Exercise instructions: Pull out each line below that contains the string "trash", copying it in full. Treat uppercase and lowercase as different.

Some records
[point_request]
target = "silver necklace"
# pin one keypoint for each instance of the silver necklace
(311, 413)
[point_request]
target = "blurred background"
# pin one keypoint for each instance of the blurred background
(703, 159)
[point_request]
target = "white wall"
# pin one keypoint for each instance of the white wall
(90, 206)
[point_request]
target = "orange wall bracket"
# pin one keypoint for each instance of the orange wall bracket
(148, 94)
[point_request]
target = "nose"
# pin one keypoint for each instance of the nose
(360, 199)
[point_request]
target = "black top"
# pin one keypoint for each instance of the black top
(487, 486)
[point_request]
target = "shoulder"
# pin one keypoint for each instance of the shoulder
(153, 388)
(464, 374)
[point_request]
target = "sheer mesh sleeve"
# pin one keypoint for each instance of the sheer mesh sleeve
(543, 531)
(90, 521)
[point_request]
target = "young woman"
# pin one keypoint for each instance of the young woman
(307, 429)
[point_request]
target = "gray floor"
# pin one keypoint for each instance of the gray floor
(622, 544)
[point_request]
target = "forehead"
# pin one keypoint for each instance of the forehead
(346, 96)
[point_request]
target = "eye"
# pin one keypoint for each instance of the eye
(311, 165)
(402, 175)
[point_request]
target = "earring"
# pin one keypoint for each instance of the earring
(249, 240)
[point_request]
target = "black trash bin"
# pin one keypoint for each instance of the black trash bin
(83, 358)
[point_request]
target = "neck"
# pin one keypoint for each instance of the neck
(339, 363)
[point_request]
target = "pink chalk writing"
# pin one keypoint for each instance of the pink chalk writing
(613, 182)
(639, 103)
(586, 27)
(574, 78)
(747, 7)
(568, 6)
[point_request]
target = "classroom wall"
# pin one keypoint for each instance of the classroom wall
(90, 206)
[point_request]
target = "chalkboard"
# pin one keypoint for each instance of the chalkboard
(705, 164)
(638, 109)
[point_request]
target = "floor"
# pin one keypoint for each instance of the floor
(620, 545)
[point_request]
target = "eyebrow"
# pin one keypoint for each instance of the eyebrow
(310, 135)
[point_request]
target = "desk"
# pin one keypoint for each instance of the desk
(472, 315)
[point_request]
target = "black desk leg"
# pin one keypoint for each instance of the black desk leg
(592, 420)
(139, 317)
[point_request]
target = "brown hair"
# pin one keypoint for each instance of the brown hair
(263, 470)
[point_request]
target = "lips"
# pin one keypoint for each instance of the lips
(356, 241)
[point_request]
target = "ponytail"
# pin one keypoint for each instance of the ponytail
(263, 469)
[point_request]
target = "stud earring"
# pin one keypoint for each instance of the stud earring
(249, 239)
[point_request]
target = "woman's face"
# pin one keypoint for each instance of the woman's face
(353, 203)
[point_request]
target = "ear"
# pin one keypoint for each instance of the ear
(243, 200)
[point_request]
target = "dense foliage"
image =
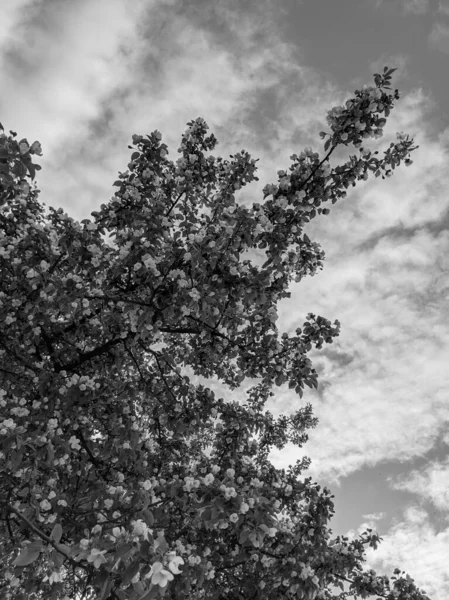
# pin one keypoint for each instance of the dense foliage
(121, 477)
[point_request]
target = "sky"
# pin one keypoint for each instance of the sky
(83, 76)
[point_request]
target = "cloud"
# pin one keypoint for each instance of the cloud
(439, 37)
(417, 548)
(430, 483)
(384, 381)
(416, 7)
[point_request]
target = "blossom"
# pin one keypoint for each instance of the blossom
(208, 479)
(96, 557)
(174, 563)
(36, 148)
(159, 575)
(244, 508)
(140, 528)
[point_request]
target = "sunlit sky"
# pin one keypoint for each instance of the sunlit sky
(82, 76)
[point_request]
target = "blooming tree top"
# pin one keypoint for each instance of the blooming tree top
(107, 489)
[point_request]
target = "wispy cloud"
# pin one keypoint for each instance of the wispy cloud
(83, 76)
(416, 7)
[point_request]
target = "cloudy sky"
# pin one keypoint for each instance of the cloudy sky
(82, 76)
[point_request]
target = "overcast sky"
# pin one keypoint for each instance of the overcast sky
(82, 76)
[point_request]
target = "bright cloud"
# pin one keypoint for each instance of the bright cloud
(83, 76)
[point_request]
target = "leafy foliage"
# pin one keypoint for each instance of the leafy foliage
(121, 477)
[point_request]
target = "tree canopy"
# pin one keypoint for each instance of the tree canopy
(122, 477)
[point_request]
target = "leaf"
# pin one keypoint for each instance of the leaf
(105, 589)
(152, 593)
(120, 552)
(130, 572)
(26, 557)
(32, 170)
(244, 535)
(56, 533)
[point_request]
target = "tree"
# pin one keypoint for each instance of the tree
(121, 476)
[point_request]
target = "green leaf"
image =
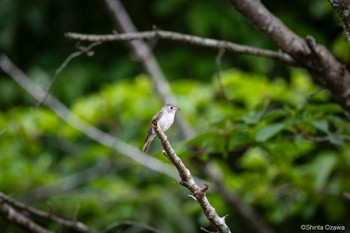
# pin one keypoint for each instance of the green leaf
(321, 125)
(268, 132)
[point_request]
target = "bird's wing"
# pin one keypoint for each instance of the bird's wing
(158, 116)
(150, 129)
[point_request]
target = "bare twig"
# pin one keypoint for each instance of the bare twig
(149, 62)
(185, 38)
(317, 59)
(342, 7)
(66, 115)
(130, 223)
(218, 74)
(12, 215)
(83, 50)
(74, 225)
(187, 181)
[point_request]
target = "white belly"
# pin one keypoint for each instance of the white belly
(166, 121)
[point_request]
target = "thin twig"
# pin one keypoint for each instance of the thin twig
(83, 50)
(185, 38)
(130, 223)
(343, 11)
(74, 225)
(248, 214)
(143, 53)
(187, 181)
(73, 120)
(218, 74)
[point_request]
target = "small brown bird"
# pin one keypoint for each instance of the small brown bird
(165, 118)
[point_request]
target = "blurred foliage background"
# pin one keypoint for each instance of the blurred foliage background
(280, 140)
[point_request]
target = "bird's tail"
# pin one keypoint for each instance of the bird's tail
(148, 141)
(146, 146)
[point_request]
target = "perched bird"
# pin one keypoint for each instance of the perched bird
(165, 118)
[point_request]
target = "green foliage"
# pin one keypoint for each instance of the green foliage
(280, 141)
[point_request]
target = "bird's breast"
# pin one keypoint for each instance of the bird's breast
(166, 121)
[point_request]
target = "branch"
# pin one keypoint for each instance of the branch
(342, 7)
(95, 134)
(19, 219)
(143, 226)
(149, 62)
(74, 225)
(185, 38)
(199, 193)
(82, 50)
(317, 59)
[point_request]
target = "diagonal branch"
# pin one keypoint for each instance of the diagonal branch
(149, 62)
(185, 38)
(199, 193)
(342, 7)
(73, 120)
(317, 59)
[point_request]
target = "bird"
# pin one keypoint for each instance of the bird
(165, 118)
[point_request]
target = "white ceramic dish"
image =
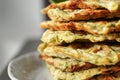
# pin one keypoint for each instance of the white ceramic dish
(28, 67)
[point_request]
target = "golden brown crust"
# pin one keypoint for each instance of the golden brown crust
(83, 14)
(71, 64)
(98, 54)
(93, 27)
(95, 74)
(115, 76)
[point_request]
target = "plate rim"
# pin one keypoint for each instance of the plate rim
(10, 74)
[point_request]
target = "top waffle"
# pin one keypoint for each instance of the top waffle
(83, 10)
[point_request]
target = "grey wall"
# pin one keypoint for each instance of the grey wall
(19, 21)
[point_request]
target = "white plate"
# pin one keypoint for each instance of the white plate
(28, 67)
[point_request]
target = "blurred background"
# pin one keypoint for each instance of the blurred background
(19, 28)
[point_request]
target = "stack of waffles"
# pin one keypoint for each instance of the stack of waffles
(82, 40)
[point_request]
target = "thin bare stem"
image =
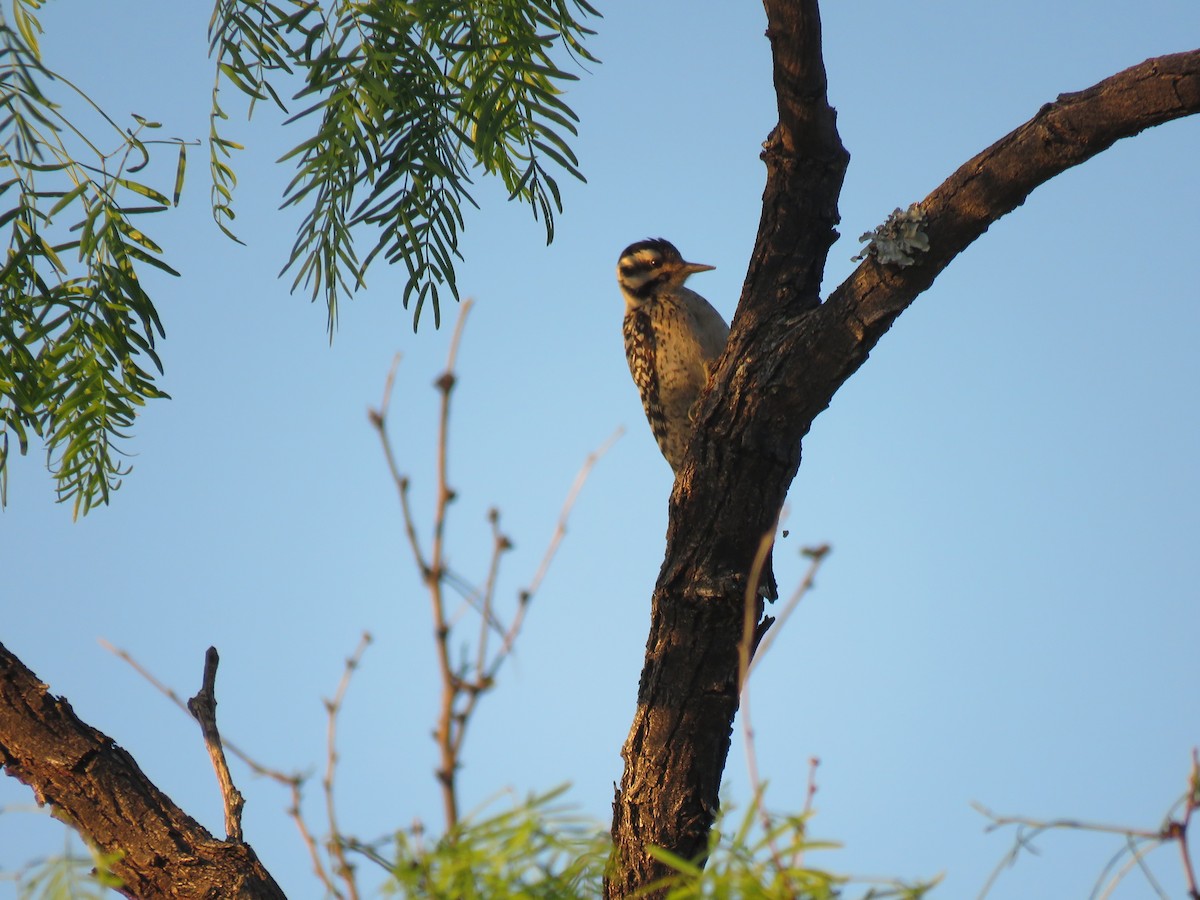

Output of the exercise:
target = "black trash bin"
# pin one keypoint for each instance of the black trash bin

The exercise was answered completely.